Set out the records again, keeping every word as it is.

# # # # # # #

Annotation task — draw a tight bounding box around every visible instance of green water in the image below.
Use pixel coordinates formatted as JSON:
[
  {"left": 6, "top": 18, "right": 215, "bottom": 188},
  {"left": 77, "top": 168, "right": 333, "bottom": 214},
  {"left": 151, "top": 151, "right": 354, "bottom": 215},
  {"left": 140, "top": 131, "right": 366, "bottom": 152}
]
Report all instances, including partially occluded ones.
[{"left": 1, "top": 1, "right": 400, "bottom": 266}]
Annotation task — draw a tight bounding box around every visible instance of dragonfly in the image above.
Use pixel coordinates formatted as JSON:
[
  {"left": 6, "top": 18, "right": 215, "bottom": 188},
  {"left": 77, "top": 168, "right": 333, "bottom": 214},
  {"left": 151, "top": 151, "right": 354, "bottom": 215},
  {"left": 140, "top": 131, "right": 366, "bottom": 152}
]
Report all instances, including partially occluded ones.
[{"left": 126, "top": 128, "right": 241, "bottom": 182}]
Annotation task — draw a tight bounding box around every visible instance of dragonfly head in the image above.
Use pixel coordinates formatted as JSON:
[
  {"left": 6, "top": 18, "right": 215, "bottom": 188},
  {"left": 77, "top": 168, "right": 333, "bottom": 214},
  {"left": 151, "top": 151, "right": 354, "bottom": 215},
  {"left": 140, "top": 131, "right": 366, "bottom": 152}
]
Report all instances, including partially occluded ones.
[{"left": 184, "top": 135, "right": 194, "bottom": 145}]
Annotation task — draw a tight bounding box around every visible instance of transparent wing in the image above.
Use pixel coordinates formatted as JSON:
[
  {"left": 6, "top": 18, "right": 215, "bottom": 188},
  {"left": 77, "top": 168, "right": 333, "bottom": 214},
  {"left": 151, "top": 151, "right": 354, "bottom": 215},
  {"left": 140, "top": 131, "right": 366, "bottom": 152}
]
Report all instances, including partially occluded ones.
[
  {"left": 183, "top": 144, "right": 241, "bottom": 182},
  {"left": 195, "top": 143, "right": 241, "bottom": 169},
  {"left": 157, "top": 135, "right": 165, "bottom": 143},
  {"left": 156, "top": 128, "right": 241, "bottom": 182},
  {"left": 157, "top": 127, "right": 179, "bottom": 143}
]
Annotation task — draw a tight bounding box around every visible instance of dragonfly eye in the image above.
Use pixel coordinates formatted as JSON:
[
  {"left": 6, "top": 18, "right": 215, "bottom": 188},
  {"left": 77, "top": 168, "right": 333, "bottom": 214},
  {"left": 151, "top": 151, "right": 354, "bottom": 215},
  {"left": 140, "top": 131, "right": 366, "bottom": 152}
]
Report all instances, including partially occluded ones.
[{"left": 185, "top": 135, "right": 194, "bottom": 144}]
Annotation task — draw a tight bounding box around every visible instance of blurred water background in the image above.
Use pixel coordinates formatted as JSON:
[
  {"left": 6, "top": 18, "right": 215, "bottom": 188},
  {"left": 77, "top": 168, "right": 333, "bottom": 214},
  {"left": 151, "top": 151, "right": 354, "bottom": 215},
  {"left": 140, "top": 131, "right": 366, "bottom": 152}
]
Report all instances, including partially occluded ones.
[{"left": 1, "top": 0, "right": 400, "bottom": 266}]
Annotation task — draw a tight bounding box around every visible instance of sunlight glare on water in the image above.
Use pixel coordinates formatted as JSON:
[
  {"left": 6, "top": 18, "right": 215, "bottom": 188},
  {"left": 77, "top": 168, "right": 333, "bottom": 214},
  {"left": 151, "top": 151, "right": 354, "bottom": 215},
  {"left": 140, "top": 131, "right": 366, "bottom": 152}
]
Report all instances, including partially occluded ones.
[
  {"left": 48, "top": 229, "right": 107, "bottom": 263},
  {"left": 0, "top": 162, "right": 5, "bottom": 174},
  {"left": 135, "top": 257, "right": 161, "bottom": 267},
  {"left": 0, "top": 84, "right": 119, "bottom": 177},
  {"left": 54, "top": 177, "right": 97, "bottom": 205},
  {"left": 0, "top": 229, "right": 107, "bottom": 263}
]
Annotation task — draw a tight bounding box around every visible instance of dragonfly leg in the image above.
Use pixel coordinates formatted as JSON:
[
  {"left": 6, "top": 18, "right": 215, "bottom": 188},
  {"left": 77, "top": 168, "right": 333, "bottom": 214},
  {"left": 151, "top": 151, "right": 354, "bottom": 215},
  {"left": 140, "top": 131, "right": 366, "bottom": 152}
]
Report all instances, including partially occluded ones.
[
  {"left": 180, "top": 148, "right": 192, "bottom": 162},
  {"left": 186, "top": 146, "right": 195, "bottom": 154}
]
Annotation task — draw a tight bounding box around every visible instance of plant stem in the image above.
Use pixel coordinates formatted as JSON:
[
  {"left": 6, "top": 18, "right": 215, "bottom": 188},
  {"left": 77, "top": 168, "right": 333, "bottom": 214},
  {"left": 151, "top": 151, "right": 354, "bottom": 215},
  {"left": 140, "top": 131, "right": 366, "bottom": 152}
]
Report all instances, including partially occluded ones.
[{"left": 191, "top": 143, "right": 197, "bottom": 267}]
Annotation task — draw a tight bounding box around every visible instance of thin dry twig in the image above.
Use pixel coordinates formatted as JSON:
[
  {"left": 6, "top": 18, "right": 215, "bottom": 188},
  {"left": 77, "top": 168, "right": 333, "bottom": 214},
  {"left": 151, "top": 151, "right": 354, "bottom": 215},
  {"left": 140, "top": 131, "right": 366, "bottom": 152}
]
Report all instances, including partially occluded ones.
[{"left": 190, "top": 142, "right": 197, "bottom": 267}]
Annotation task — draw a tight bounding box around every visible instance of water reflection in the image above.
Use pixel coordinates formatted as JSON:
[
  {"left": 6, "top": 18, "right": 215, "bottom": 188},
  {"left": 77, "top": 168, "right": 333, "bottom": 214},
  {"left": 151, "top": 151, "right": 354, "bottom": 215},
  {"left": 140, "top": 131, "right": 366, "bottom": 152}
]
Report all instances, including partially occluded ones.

# # # # # # #

Response box
Annotation task — draw a tight bounding box around every visible instance of green water in the image below.
Use pixel coordinates formatted as JSON:
[
  {"left": 6, "top": 18, "right": 215, "bottom": 188},
  {"left": 77, "top": 168, "right": 333, "bottom": 214},
  {"left": 151, "top": 151, "right": 354, "bottom": 215},
  {"left": 140, "top": 131, "right": 366, "bottom": 152}
]
Report all instances, including partially occluded ones.
[{"left": 1, "top": 1, "right": 400, "bottom": 266}]
Annotation task — draw a tight bounding box around every visible instance of dragonfly in the image above.
Use pixel coordinates formatted as JSON:
[
  {"left": 6, "top": 18, "right": 215, "bottom": 188},
  {"left": 77, "top": 168, "right": 333, "bottom": 214},
  {"left": 151, "top": 151, "right": 354, "bottom": 215},
  {"left": 140, "top": 131, "right": 366, "bottom": 152}
]
Report all instances, including partially occluded ones.
[{"left": 126, "top": 128, "right": 241, "bottom": 182}]
Annotation task — draw a tight bounding box around every visible instance of dragonfly head in the image above.
Use pixel coordinates formatted as JSON:
[
  {"left": 6, "top": 18, "right": 215, "bottom": 188},
  {"left": 77, "top": 168, "right": 333, "bottom": 214},
  {"left": 151, "top": 151, "right": 354, "bottom": 215},
  {"left": 140, "top": 131, "right": 366, "bottom": 152}
]
Report all instances, including partially occluded ones.
[{"left": 184, "top": 135, "right": 194, "bottom": 145}]
Annotation task — draw a tight bounding box around every visible instance of transparent wing in the image above.
Use pixel coordinates formatted as JSON:
[
  {"left": 6, "top": 18, "right": 215, "bottom": 188},
  {"left": 77, "top": 168, "right": 333, "bottom": 214},
  {"left": 151, "top": 151, "right": 354, "bottom": 215},
  {"left": 140, "top": 131, "right": 366, "bottom": 152}
]
Report all instances, including partially occluded ones.
[
  {"left": 183, "top": 144, "right": 241, "bottom": 182},
  {"left": 195, "top": 143, "right": 241, "bottom": 169},
  {"left": 157, "top": 135, "right": 165, "bottom": 143},
  {"left": 156, "top": 128, "right": 241, "bottom": 182},
  {"left": 157, "top": 127, "right": 179, "bottom": 143}
]
Annotation task — draw a tight bounding box around every visible instance of dragonfly eye in the image above.
Use pixel coordinates formatted as JSON:
[
  {"left": 6, "top": 18, "right": 215, "bottom": 188},
  {"left": 77, "top": 168, "right": 333, "bottom": 214},
  {"left": 151, "top": 151, "right": 354, "bottom": 215},
  {"left": 140, "top": 131, "right": 366, "bottom": 152}
]
Report all instances, including partially occluded ones.
[{"left": 185, "top": 135, "right": 194, "bottom": 144}]
Annotation task — draw a tight bounding box around every visible instance of blurred water background in the image above.
Use pixel coordinates formatted as JSON:
[
  {"left": 6, "top": 18, "right": 215, "bottom": 188},
  {"left": 77, "top": 168, "right": 333, "bottom": 214},
  {"left": 151, "top": 151, "right": 354, "bottom": 215},
  {"left": 140, "top": 131, "right": 366, "bottom": 152}
]
Report all instances, including partially occluded ones.
[{"left": 1, "top": 0, "right": 400, "bottom": 266}]
Annotation task — draw a tight bounding box around every visible instance of sunlight glare on water in the image above.
Use pixel coordinates formatted as JSON:
[
  {"left": 6, "top": 18, "right": 215, "bottom": 188},
  {"left": 77, "top": 168, "right": 333, "bottom": 214},
  {"left": 151, "top": 151, "right": 354, "bottom": 215},
  {"left": 140, "top": 131, "right": 366, "bottom": 152}
]
Report all instances, including partially occluded ones.
[
  {"left": 48, "top": 229, "right": 107, "bottom": 263},
  {"left": 0, "top": 162, "right": 5, "bottom": 174},
  {"left": 135, "top": 257, "right": 161, "bottom": 267},
  {"left": 0, "top": 84, "right": 119, "bottom": 177},
  {"left": 54, "top": 177, "right": 97, "bottom": 205},
  {"left": 0, "top": 229, "right": 107, "bottom": 263}
]
Annotation task — draw a tight bounding box around every visible instance of dragonfly leg in the image above.
Use pixel coordinates formatted as JSON:
[
  {"left": 6, "top": 18, "right": 215, "bottom": 188},
  {"left": 77, "top": 168, "right": 333, "bottom": 214},
  {"left": 151, "top": 151, "right": 354, "bottom": 215},
  {"left": 140, "top": 131, "right": 366, "bottom": 152}
]
Report all instances, including partially occluded ones.
[
  {"left": 180, "top": 148, "right": 192, "bottom": 162},
  {"left": 186, "top": 146, "right": 195, "bottom": 154}
]
Annotation task — draw a tight bounding box around every visible instance of plant stem in the image above.
Use pixel coordinates formatted as JSON:
[
  {"left": 6, "top": 18, "right": 215, "bottom": 188},
  {"left": 77, "top": 168, "right": 333, "bottom": 214},
  {"left": 151, "top": 151, "right": 354, "bottom": 215},
  {"left": 140, "top": 131, "right": 366, "bottom": 152}
]
Report all instances, including partially occluded ones.
[{"left": 191, "top": 143, "right": 197, "bottom": 267}]
Annotation task — draw a tight bounding box around every visible instance of thin dry twig in the image above.
Use pixel coordinates formatted as JSON:
[
  {"left": 6, "top": 18, "right": 215, "bottom": 188},
  {"left": 77, "top": 168, "right": 333, "bottom": 214},
  {"left": 151, "top": 151, "right": 354, "bottom": 215},
  {"left": 140, "top": 131, "right": 366, "bottom": 152}
]
Report all instances, including partially occluded ones.
[{"left": 190, "top": 142, "right": 197, "bottom": 267}]
Annotation task — draw a tight bounding box around every visible instance of water reflection in the image above.
Use pixel coordinates formatted as JSON:
[
  {"left": 6, "top": 18, "right": 215, "bottom": 188},
  {"left": 77, "top": 168, "right": 333, "bottom": 214},
  {"left": 151, "top": 151, "right": 354, "bottom": 215},
  {"left": 140, "top": 131, "right": 366, "bottom": 152}
]
Report all instances, including partially occluded ones.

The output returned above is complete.